# Instructions to follow:
What is the number of lines below that contain the string "dirt"? Give it and nothing else.

Referring expression data:
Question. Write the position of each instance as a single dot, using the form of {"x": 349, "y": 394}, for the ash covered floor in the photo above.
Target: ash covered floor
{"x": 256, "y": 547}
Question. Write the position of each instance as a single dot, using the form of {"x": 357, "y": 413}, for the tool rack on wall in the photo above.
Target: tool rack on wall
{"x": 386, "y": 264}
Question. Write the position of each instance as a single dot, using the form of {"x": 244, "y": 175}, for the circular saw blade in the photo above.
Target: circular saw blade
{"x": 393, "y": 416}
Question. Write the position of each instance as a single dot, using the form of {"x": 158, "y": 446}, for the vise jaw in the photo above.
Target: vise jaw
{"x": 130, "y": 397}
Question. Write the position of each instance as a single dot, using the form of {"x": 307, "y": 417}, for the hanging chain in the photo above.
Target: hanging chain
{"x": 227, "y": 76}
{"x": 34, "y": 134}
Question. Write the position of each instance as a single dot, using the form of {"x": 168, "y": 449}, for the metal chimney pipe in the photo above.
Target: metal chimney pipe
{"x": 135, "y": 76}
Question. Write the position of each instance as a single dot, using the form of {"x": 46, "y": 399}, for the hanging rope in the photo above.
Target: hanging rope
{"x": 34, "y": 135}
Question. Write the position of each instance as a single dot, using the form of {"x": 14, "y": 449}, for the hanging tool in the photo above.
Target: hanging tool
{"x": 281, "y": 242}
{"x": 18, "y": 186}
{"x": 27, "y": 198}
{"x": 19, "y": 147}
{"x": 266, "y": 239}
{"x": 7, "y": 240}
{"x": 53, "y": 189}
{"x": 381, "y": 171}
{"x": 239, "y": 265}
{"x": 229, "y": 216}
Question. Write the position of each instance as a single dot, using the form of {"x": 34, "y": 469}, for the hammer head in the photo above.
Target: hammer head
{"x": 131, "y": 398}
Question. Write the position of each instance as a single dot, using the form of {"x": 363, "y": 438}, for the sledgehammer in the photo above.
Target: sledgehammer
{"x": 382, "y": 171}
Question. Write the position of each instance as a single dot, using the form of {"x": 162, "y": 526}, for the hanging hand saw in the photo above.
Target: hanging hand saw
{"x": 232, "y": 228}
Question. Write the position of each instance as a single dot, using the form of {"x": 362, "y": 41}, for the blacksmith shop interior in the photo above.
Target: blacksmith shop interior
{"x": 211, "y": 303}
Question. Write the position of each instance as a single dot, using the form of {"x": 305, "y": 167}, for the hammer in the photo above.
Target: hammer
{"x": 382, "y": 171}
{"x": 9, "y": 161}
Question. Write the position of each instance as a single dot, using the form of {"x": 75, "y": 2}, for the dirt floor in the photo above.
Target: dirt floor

# Output of the exercise:
2